_WHAT THIS EXERCISE ASKS_
[a] In the article about the prostate cancer survivor, what job did Al Dierckes Jr. retire from?
[b] Keep writing the article about the prostate cancer survivor from the point where it stops.

_DOCUMENT SECTION_

—————

Sunday, May 25, 2003

Prostate cancer survivor tells all men: Get tested


Catching up

By Peggy O'Farrell
The Cincinnati Enquirer

[IMAGE] Al Dierckes Jr. was diagnosed with prostate cancer in 1999.
(Brandi Stafford photo)
| ZOOM |
Ask Al Dierckes Jr. how life is these days, and you get a one-word answer.

"Superb."

Dierckes, who turns 65 next month, is loving life: He took early retirement from his job as a chemical engineer at Procter & Gamble; he's traveling, most recently to the United Kingdom. And he's cancer-free.

Five years after he was diagnosed with prostate cancer, there's no sign the malignancy has returned.

"My PSA (prostate-specific antigen) is so low it's undetectable," Dierckes says. "Even my grumpy urologist says that he thinks the cancer's gone."

His cancer was caught through a PSA screening; it was undetectable through a digital rectal exam.

Now Dierckes wants other men to understand the importance of getting the simple screening annually:

He regularly reminds his three sons - and anyone else who will listen - to get the blood test.

—————

(Point localization data)

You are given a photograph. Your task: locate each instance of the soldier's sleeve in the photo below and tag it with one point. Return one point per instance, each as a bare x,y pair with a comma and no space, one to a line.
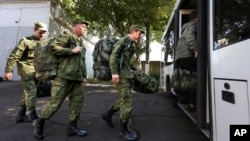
115,55
15,55
59,46
84,65
192,36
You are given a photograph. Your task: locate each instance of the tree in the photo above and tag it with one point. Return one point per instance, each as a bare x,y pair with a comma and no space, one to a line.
113,17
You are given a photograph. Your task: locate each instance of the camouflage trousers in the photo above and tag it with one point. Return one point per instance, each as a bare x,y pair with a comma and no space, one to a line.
125,101
28,100
61,88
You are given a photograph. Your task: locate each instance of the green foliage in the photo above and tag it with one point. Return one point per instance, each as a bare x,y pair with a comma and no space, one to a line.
113,17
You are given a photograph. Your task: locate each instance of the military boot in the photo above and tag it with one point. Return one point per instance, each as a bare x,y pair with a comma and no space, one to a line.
38,125
33,115
125,133
108,116
73,130
22,117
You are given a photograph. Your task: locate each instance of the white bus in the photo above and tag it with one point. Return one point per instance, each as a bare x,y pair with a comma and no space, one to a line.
223,67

—————

_WRITTEN RESPONSES_
[a] He was a chemical engineer at Procter & Gamble.

[b]
On June 21, the University of Cincinnati College of Medicine, Cancer Programs and Barrett Cancer Center will hold their third annual Greater Cincinnati Prostate Cancer Forum.

The daylong meeting is open to patients and their families and anyone else who wants to learn about prostate cancer.

Featured speakers include Dr. John Blasko from the Seattle Prostate Cancer Institute, who will discuss radiation seed implantation for prostate cancer; Dr. Ken Pienta, the University of Michigan, who will discuss prevention and treatment; and Dr. Ash Tewari of the Henry Ford Hospital, who will discuss robotic prostatectomy techniques.

The meeting, which begins at 8 a.m. at the Kingsgate Marriott Conference Center, is free, but pre-registration is required.